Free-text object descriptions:
______
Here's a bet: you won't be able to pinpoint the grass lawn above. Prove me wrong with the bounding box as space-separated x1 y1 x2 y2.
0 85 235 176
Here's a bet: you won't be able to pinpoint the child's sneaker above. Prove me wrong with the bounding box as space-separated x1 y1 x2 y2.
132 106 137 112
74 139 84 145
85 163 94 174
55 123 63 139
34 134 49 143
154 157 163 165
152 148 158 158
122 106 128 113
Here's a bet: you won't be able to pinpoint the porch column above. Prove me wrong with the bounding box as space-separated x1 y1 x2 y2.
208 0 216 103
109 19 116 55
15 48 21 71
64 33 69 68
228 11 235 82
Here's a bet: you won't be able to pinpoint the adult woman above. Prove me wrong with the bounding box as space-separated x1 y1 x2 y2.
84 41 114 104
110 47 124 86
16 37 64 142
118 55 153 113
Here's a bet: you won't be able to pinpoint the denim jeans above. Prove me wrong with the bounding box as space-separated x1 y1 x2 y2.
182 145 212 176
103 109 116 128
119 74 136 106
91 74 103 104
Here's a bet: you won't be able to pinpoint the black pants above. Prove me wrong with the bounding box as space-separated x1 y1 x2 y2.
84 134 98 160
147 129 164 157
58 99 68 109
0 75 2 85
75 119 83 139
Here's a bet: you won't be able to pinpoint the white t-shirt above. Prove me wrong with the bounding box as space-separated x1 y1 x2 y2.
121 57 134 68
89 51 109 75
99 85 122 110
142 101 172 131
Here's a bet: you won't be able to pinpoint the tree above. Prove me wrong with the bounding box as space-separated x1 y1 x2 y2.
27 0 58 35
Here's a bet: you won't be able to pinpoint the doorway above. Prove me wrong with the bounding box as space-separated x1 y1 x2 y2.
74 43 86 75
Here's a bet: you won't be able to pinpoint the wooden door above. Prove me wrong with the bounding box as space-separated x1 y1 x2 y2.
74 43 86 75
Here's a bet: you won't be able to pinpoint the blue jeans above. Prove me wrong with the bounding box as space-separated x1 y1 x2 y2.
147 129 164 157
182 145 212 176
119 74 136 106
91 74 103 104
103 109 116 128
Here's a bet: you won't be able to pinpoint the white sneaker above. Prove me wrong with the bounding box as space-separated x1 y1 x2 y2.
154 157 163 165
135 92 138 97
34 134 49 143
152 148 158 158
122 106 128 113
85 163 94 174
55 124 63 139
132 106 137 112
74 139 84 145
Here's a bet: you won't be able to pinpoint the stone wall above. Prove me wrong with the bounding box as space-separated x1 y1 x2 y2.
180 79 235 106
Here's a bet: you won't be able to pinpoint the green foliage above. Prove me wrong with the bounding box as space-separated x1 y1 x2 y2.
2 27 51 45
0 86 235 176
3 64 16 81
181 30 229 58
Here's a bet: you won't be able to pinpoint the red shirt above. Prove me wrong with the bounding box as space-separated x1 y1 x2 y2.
______
**WORK ITEM:**
I'd like the entries above reproduced in full, exactly as they stand.

**ANSWER SECTION:**
Here's a bet: you won't be able to pinpoint the grass lawn above. Prove me wrong with the bounding box as space-separated x1 y1 x2 y2.
0 85 235 176
Here's a bet: you won't be able to pinpoint the child's sneaker above. Prove me wrong with the bounding box as space-separated x1 y1 x2 y2.
132 106 137 112
74 139 84 145
85 163 94 174
55 123 63 139
34 134 49 143
154 157 163 165
152 148 158 158
122 106 128 113
Here's a bet: you won't be able to pinpoint the porch column above. Prove me wrong with the bounding box as space-separated x1 y1 x2 y2.
208 0 216 103
109 19 116 55
15 48 21 71
64 33 69 68
228 11 235 82
Here's a bet: you won't be able to pinpoint the adult woman above. Prove me wrong with the bounding box as space-separated x1 y1 x2 y2.
84 41 114 104
110 47 124 86
16 37 64 142
118 55 153 113
Here's a bet: you won't be able to pinpoint the denim jeans above. Prove me wrong with the bounding box as space-separated x1 y1 x2 y2.
182 145 212 176
103 109 116 128
119 74 136 106
91 74 103 104
Here's a bet: you won't be able to pinpoint the black pants above. Prove me wrong with the bounding box as space-separated x1 y1 x2 y2.
84 134 98 160
147 129 164 157
58 99 68 109
0 75 2 85
75 119 83 139
Here's a bet: you won't be able to pinpoint the white t-shirt above. Prove me wrong with the bounding box as space-separated x1 y1 x2 y2.
121 57 134 68
89 51 109 75
99 85 122 110
142 101 172 131
Here's a bet: you won't be able to pinpoint the tree above. Prove me wrong with the bounding box as space-separated x1 y1 x2 y2.
27 0 58 35
Here's a bet: you won't be able to pinpoint the doorway above. Prove me wrong with the bounding box as space-separated x1 y1 x2 y2.
74 43 86 75
Here's a bet: you won't be able to pinpoint the wooden door above. Prove me wrong with the bounding box as space-separated x1 y1 x2 y2.
74 43 86 75
Here's a bet: you won't be able to pinpoint the blue jeans above. Prove me wrong with the bounding box as space-separated x1 y1 x2 y2.
147 129 164 157
182 145 212 176
119 74 136 106
91 74 103 104
103 109 116 128
Here's a bet: you won't be able to pinpoint the white sneaker above. Prove me wrong with the bounding box as space-separated x1 y1 x2 y2.
154 157 163 165
135 92 138 97
34 134 49 143
152 148 158 158
122 106 128 113
85 163 94 174
55 124 63 139
132 106 137 112
74 139 84 145
Here's a bet: you won't be able to pinpoint the stone wall above. Prove me wrong with the bounding box as space-separated x1 y1 x2 y2.
180 79 235 106
Here's a bet: you won't be able to pinpoint the green foliage above. Prove me wrong with the bounding box as space-separated x1 y1 x2 y2.
2 27 51 45
0 86 235 176
3 64 16 81
181 30 229 58
Here's a bet: you won't be able to pinpoint the red shirt above. Prove me wrong with the bounding box as space-separated x1 y1 x2 y2.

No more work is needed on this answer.